= WHAT YOU ARE ASKED TO DO =
Count the lines in the material below that contain the string "hair". Reply with only that number.

________

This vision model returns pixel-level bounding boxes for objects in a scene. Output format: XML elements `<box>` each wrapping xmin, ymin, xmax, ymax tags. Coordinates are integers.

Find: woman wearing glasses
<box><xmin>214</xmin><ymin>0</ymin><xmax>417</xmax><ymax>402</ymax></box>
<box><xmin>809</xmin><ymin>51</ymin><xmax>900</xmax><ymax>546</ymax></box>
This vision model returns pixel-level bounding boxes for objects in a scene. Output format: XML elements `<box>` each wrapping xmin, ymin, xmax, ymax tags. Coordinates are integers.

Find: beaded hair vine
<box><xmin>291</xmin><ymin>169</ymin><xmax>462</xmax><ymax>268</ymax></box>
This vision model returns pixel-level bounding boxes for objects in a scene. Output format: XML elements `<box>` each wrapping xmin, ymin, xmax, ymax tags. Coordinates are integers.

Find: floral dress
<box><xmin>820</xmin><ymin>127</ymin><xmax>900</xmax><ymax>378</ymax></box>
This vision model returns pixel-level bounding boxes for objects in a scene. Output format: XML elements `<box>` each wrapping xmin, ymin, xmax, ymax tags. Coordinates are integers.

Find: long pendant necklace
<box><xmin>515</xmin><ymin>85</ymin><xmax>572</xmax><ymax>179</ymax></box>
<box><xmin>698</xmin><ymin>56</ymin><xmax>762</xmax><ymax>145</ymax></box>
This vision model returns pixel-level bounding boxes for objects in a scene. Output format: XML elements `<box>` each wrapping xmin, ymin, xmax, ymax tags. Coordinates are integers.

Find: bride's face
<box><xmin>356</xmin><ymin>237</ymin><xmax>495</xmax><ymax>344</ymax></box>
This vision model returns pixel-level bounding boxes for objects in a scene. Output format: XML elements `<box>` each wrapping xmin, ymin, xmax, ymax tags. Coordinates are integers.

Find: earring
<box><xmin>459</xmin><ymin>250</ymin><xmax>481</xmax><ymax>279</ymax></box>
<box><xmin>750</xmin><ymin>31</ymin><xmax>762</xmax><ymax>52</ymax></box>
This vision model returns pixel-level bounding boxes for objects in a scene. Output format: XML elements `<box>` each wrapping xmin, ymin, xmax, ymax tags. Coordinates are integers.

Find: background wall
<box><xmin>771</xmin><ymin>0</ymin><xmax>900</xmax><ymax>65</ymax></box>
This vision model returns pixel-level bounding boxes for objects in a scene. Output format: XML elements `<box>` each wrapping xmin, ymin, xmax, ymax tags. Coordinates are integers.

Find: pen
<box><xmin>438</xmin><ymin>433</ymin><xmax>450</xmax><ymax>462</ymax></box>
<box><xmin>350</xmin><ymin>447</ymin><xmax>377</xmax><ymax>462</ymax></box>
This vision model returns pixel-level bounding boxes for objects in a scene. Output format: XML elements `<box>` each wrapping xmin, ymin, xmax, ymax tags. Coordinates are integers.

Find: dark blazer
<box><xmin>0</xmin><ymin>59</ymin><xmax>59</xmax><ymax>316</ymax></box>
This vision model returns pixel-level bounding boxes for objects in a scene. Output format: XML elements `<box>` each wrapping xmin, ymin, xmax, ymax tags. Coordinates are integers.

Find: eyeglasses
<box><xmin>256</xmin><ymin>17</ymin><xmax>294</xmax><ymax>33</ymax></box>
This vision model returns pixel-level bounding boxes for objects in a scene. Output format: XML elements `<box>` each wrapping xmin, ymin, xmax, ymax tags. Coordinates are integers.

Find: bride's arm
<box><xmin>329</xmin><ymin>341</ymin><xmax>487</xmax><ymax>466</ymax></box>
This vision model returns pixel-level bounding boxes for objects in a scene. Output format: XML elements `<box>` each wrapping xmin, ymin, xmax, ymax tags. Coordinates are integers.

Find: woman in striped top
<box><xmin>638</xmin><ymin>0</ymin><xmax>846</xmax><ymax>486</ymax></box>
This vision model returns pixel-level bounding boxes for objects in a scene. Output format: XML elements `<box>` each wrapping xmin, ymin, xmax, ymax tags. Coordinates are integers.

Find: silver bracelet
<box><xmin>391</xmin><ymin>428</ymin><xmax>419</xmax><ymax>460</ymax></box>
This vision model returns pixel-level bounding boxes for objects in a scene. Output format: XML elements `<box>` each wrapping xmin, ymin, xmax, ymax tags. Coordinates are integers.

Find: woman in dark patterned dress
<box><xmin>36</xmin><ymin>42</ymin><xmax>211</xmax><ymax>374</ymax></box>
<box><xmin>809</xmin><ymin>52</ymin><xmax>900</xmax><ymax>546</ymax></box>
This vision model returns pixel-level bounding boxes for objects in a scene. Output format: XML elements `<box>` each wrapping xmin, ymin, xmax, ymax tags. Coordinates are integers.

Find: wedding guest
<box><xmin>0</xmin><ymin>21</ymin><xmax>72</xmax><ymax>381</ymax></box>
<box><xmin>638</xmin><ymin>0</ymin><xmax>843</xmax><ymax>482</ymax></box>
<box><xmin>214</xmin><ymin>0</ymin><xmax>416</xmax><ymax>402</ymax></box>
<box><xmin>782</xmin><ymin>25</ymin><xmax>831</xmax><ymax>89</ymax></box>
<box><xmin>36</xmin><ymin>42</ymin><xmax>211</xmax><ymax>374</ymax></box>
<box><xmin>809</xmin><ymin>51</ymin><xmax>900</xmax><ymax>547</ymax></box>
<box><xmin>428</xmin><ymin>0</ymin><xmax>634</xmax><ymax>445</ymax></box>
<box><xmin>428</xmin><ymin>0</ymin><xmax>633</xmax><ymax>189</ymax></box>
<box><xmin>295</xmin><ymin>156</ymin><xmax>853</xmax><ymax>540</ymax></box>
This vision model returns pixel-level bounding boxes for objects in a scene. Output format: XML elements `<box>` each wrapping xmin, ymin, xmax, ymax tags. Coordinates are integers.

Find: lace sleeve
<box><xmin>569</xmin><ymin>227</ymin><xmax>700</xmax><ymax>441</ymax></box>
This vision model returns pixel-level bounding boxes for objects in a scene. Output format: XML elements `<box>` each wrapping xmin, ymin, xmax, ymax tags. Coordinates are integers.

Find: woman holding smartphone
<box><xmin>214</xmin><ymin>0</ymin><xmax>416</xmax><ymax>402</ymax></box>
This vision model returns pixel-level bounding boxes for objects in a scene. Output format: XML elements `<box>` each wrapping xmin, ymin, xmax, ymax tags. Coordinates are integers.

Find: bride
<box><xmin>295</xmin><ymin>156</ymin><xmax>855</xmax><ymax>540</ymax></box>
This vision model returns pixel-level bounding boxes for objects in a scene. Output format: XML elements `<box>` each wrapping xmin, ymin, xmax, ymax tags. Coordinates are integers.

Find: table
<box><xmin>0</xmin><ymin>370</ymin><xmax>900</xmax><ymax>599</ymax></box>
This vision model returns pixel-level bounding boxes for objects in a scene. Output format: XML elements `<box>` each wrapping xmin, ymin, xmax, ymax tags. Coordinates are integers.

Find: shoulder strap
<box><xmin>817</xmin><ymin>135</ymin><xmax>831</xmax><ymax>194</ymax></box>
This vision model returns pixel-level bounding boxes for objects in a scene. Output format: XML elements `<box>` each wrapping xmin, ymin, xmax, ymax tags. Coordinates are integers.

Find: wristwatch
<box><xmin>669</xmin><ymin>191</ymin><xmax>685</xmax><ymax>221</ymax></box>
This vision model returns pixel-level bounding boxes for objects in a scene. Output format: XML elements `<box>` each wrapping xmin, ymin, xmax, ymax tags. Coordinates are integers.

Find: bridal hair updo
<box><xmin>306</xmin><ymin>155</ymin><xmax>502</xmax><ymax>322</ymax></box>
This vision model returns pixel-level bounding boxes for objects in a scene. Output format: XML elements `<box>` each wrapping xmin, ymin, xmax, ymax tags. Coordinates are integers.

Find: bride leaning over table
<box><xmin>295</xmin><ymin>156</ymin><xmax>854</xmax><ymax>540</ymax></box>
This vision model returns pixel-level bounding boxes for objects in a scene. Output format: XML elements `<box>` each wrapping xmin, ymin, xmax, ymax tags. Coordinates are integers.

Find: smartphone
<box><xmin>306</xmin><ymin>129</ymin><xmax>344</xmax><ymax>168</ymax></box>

________

= SOLUTION BELOW =
2